*** Opening of TASK INPUT ***
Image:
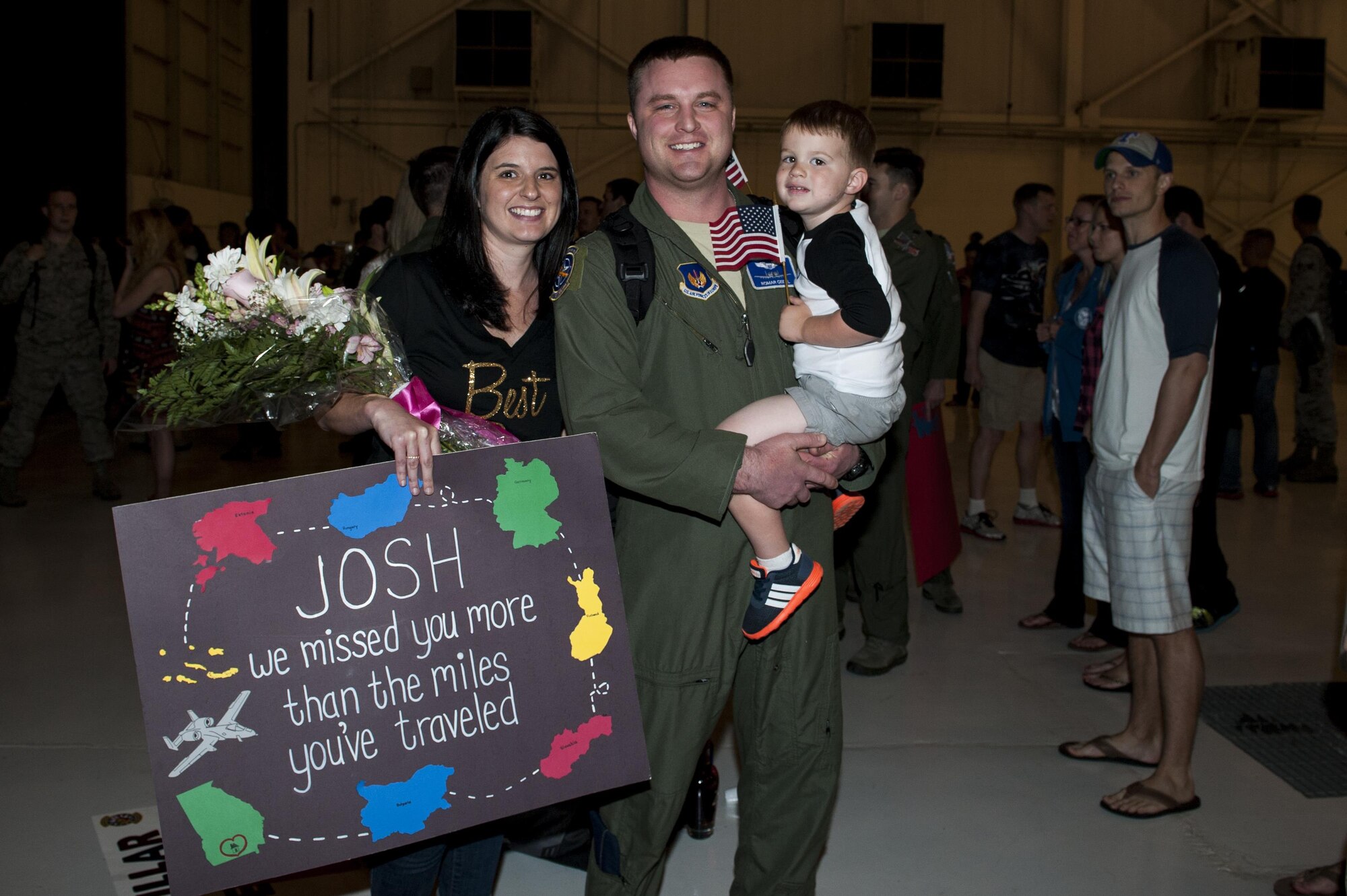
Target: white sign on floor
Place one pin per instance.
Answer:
(134, 851)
*** Close of TASK INPUT ***
**EXERCISE**
Only one span is to be repeated: the line with "Target: white sign on floor" through the final line of the entries above, word for word.

**RESPONSE**
Target: white sign on floor
Place one pin per instance.
Answer:
(134, 851)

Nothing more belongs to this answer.